Going to go over when securing the valve is required, why it's required and how to do the deed. Will mostly be relevant to the Crosman 22xx conversions, but the math component is applicable to any conversion or pcp build regardless of platform. Will try to keep it simple and in some sort of order such that it makes sense.

When do you need to beef up valve retention.

Short answer is whenever you increase the surface area that is exposed to pressure OR increase the pressure.

For Hipac use with the product being used as the manufacturer INTENDED, the valve retention screw needs to be changed to an 8-32 low head socket head cap screw...that's it. :D

You can find the math and reasoning here; ... pac....the

Bulk/pcp conversions that change sealing from the cartridge seal to the tube must be beefed up for safety.

Why is that?

Let's take a look at a stock 2240/2250/2260.

* [Recorded information]
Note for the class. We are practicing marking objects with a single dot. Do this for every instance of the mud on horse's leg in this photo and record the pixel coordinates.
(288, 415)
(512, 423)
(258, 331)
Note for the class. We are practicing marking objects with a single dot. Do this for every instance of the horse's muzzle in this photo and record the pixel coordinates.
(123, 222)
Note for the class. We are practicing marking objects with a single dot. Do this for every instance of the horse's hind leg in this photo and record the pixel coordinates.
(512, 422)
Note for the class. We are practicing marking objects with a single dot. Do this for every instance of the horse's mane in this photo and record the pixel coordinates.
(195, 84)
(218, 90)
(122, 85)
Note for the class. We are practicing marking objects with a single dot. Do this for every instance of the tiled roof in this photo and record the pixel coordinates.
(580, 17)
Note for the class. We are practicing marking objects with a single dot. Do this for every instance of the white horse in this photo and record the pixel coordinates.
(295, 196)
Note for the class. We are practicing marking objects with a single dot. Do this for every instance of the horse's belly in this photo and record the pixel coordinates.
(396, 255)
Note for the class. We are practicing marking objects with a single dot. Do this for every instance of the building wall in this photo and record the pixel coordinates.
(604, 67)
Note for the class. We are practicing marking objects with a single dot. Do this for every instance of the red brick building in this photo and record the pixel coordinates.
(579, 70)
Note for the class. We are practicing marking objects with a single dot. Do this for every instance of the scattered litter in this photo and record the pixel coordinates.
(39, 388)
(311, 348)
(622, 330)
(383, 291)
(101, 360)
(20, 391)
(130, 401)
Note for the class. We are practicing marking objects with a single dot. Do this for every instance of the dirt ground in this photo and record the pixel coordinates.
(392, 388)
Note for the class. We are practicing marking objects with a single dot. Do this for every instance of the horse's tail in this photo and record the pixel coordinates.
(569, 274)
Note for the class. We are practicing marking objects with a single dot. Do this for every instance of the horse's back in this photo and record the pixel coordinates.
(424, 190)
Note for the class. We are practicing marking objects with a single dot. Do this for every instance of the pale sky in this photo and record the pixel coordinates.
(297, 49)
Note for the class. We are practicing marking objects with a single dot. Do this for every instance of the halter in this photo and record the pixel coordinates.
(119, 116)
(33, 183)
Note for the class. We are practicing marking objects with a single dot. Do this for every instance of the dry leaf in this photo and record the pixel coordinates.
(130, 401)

* [Tasks and exercises]
1. Extract the passage of the valve retention text from "You can find" up to and including "up for safety.".
2. For each statement below, say whether it agrees with the valve retention text, and back each yes or no with the deciding words quoted from the text. (a) For Hipac used as the manufacturer intended, the only change needed is an 8-32 low head socket head cap screw for valve retention. (b) The math covered applies only to Crosman 22xx conversions. (c) Bulk/pcp conversions that move sealing from the cartridge seal to the tube can keep the stock valve retention.

* [Responses to the exercise]
1.
You can find the math and reasoning here; ... pac....the

Bulk/pcp conversions that change sealing from the cartridge seal to the tube must be beefed up for safety.

2.
(a) Yes: "For Hipac use with the product being used as the manufacturer INTENDED, the valve retention screw needs to be changed to an 8-32 low head socket head cap screw...that's it."
(b) No: "the math component is applicable to any conversion or pcp build regardless of platform."
(c) No: "Bulk/pcp conversions that change sealing from the cartridge seal to the tube must be beefed up for safety."